• What to produce:
Every line of the data that includes "below" should be copied out.

Data excerpts
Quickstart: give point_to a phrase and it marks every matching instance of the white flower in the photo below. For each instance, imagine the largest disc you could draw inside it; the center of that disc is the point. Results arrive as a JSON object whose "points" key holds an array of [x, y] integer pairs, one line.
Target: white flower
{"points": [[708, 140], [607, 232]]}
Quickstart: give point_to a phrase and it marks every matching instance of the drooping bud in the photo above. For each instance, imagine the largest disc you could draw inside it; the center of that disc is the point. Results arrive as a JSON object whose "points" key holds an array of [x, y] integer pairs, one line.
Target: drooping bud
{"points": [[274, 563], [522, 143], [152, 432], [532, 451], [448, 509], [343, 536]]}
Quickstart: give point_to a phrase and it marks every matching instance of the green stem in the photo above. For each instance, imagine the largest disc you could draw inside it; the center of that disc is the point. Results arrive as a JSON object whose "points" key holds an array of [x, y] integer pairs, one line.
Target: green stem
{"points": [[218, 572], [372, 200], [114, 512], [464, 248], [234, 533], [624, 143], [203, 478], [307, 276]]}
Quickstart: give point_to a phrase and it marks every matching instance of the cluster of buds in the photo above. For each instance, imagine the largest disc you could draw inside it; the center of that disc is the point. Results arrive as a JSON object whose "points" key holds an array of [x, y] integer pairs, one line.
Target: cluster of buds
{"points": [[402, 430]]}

---

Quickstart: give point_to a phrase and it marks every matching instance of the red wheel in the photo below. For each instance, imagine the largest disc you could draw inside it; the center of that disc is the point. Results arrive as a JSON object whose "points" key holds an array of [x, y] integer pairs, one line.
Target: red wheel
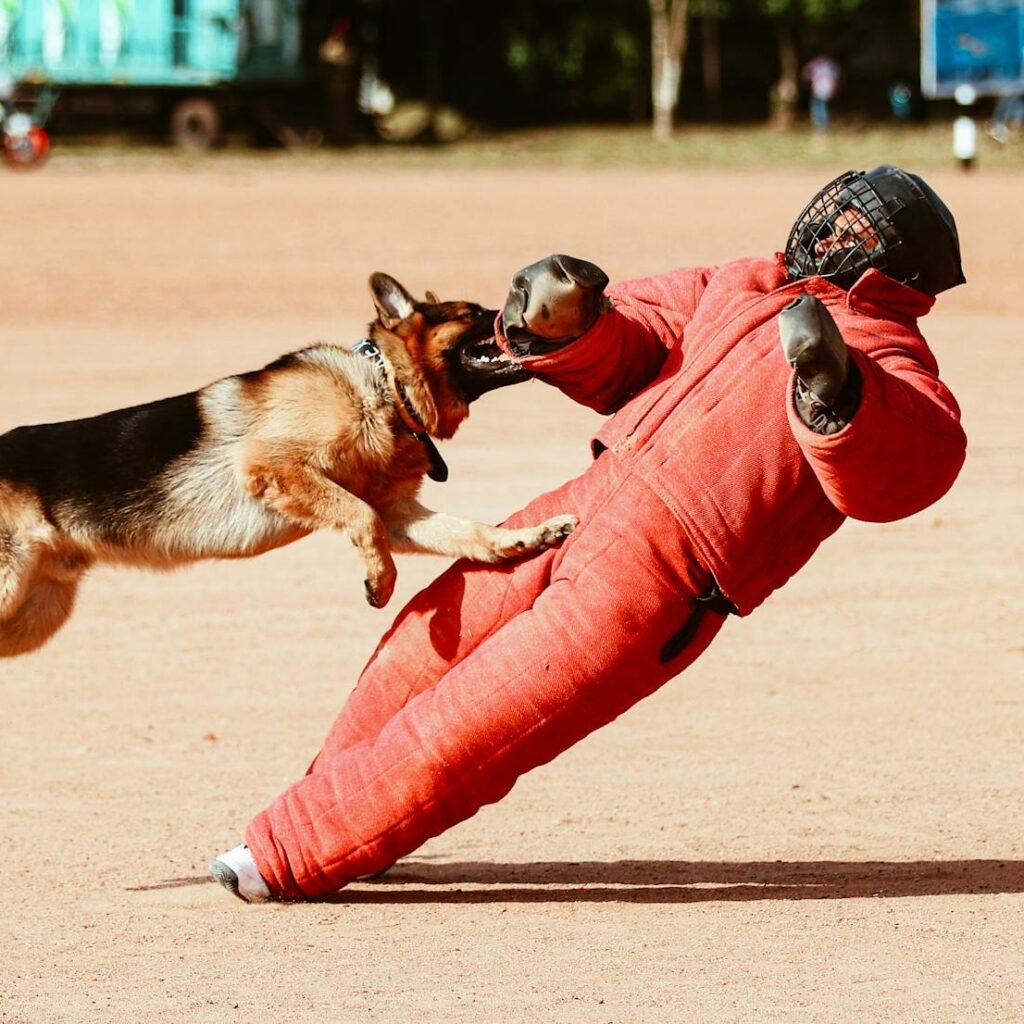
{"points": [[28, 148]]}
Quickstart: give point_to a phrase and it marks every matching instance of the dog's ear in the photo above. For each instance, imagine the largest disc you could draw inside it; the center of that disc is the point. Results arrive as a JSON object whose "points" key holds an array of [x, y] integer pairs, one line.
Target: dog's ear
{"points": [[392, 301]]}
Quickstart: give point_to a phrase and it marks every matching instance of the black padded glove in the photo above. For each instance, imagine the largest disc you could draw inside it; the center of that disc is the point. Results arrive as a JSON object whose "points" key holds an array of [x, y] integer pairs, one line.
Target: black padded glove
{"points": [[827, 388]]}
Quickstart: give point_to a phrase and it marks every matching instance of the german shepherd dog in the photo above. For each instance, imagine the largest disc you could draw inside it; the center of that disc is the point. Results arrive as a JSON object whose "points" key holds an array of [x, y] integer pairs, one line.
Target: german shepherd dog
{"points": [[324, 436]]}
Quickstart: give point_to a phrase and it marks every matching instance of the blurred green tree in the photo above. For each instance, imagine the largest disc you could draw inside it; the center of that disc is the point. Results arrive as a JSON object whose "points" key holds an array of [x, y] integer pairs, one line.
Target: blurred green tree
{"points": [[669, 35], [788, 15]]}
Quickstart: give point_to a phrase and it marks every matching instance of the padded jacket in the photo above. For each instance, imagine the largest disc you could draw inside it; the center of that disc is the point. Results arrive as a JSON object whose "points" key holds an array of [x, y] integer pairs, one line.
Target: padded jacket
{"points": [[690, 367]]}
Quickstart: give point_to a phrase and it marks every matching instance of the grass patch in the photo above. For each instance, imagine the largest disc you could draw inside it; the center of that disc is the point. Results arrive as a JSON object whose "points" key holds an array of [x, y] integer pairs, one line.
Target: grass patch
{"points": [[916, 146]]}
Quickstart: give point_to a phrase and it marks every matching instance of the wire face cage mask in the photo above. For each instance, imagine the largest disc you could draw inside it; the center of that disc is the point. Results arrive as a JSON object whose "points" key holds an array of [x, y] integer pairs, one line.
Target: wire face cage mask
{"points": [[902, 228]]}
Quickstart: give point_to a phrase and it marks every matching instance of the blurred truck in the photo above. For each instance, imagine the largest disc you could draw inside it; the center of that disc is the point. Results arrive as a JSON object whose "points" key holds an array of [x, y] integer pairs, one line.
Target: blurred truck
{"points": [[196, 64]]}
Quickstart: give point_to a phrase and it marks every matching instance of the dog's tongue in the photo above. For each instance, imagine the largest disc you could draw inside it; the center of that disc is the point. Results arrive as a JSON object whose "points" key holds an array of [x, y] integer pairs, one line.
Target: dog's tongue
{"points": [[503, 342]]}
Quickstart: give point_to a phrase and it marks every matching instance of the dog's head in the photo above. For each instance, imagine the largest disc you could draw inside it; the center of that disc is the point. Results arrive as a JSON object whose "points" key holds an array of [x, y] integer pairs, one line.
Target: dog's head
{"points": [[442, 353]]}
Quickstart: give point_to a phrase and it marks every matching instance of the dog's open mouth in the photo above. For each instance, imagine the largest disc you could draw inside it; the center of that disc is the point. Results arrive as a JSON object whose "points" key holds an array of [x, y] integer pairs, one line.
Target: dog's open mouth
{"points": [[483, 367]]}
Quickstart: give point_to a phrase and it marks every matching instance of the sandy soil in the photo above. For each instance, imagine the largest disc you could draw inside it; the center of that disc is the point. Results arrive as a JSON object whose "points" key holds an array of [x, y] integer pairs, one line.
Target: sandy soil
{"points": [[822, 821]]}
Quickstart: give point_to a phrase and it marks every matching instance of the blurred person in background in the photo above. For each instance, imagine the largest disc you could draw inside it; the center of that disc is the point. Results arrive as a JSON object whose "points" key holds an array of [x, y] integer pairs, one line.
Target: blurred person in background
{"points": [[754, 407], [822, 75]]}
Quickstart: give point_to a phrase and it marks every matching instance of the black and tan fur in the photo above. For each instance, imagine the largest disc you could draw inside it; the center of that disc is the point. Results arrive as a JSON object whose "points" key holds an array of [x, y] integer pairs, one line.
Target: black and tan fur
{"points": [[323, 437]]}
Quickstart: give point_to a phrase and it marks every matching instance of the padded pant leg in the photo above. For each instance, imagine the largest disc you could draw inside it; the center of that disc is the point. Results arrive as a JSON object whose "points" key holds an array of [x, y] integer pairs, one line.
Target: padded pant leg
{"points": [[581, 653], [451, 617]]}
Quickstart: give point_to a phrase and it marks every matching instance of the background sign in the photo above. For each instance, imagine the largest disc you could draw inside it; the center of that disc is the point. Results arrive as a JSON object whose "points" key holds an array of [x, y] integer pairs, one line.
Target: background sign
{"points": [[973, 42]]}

• The completed task:
Quickstart: give point_to a phrase and it marks every matching instance of the white flower in the photo below. For each instance, imagine the largest disc you could draw inside it; the center of that disc is the point. Results arrive as a JSON object whose "points" key holds an array of [x, y] integer pairs, one line.
Quickstart: give point_to a phrase and it marks every matching instance of the red wheel in the photo below. For each instance, imagine the largest disc you could draw inside it; the center of that disc is the point. Results arrive as a JSON object whose "points" key holds an array of [x, y] integer pairs, one line.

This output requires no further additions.